(Raw records)
----------------
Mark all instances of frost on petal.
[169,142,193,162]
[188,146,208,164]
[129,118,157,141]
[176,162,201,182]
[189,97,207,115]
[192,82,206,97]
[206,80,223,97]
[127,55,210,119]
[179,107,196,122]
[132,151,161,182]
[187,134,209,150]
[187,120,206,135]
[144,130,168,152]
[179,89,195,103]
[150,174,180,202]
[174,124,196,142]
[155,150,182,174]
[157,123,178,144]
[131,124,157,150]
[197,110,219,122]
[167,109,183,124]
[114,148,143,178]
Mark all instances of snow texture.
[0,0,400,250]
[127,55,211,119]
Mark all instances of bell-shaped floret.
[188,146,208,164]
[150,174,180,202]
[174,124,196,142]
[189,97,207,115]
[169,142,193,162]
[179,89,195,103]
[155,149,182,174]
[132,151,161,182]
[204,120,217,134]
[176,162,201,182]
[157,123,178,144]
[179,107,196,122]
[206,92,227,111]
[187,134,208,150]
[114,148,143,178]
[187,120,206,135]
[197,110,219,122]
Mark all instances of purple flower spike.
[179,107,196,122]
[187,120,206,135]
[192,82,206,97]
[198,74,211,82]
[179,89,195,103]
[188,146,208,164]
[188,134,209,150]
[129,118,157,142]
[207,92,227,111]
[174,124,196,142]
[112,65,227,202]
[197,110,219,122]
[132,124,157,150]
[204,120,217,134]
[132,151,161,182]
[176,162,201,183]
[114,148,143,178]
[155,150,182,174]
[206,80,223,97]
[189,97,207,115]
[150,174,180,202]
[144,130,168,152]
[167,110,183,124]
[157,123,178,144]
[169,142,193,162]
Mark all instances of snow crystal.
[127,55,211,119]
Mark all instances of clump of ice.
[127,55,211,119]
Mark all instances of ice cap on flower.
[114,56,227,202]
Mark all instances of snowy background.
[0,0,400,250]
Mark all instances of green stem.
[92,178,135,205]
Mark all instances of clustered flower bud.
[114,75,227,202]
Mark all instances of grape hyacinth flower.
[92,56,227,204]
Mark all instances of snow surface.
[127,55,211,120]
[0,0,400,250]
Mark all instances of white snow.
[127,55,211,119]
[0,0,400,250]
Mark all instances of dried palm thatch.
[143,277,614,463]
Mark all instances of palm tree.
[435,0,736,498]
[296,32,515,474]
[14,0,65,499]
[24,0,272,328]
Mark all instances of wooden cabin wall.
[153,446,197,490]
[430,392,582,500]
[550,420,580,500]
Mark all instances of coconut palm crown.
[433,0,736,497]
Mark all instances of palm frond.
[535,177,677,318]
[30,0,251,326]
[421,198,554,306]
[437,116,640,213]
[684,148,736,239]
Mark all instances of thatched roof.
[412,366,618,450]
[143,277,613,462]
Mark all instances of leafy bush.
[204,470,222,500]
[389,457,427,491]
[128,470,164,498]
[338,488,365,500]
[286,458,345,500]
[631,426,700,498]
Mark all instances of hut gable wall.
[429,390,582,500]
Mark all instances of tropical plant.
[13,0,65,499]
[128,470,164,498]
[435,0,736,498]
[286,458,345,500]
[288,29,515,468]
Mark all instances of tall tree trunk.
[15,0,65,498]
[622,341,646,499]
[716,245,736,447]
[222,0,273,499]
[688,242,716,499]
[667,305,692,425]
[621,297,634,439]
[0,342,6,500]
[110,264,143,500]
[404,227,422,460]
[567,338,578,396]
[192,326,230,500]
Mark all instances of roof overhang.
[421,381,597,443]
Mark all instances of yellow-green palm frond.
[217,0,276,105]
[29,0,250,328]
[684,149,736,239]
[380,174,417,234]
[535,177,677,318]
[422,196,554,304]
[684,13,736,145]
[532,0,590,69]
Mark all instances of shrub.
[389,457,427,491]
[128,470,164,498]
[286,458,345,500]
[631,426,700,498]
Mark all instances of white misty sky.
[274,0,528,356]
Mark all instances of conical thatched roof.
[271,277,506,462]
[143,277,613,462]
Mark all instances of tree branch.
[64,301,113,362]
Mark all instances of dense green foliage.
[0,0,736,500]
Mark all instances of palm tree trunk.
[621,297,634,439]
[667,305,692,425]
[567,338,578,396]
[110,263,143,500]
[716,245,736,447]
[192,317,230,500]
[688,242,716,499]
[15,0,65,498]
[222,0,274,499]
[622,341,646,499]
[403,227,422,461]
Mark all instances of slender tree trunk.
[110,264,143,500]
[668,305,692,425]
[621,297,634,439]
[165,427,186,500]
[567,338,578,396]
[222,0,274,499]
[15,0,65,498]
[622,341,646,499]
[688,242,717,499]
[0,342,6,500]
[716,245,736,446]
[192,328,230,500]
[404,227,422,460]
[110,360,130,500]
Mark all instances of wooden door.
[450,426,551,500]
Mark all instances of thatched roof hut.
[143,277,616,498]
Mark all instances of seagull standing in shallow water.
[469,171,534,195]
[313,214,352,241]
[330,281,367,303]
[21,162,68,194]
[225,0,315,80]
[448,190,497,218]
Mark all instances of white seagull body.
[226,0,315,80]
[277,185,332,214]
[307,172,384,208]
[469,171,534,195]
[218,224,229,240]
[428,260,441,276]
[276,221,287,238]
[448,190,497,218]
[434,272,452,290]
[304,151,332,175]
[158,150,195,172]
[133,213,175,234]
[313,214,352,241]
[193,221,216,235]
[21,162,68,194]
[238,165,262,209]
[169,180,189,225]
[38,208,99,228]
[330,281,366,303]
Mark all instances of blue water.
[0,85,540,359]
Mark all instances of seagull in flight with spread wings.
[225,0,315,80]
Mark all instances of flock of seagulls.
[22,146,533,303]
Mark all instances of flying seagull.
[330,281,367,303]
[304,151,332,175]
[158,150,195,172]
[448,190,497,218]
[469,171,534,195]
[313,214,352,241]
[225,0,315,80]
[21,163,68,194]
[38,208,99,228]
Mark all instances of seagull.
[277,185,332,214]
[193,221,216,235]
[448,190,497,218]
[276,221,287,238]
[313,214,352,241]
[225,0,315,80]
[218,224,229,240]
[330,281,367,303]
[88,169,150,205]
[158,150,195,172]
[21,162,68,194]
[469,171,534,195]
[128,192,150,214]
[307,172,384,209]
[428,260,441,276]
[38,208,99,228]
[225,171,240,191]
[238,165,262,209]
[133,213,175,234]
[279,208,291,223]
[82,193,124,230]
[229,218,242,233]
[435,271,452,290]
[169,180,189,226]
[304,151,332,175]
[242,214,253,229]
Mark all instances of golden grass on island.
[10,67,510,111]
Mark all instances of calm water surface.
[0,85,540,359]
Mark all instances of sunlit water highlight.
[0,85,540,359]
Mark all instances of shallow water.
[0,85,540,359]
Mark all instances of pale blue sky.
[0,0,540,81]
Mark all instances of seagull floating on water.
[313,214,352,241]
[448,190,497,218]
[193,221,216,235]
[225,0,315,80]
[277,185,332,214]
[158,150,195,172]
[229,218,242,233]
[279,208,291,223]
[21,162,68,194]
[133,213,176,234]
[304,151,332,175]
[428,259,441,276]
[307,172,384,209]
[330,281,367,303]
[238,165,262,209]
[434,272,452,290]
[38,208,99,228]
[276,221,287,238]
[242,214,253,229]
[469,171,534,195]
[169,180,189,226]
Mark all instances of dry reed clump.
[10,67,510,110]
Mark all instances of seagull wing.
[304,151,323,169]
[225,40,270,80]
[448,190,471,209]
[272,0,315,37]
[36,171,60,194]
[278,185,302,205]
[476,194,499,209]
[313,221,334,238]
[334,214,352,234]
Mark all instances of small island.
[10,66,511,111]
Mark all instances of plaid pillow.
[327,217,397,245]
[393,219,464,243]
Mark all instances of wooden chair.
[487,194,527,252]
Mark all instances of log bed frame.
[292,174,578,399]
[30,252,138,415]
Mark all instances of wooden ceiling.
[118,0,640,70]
----------------
* _THE REQUEST_: Put into a numbered list the lines of the items above starting at the line containing "Mark all instances of tall tree trunk." and ending at the line containing "[532,0,590,69]", leaving out any blank lines.

* _WRITTEN RESPONSE_:
1. Mark all instances of tall tree trunk.
2. [15,0,65,498]
3. [622,341,646,499]
4. [716,245,736,447]
5. [222,0,273,499]
6. [688,242,716,499]
7. [667,305,692,425]
8. [621,297,634,439]
9. [0,342,6,500]
10. [110,264,143,500]
11. [404,227,422,460]
12. [567,338,578,396]
13. [192,326,230,500]
14. Mark all instances of roof overhang.
15. [421,381,597,443]
16. Mark all instances of yellow-green palm frond.
17. [217,0,276,105]
18. [29,0,250,328]
19. [684,149,736,239]
20. [380,174,417,234]
21. [535,177,677,318]
22. [422,196,554,304]
23. [684,13,736,145]
24. [532,0,590,69]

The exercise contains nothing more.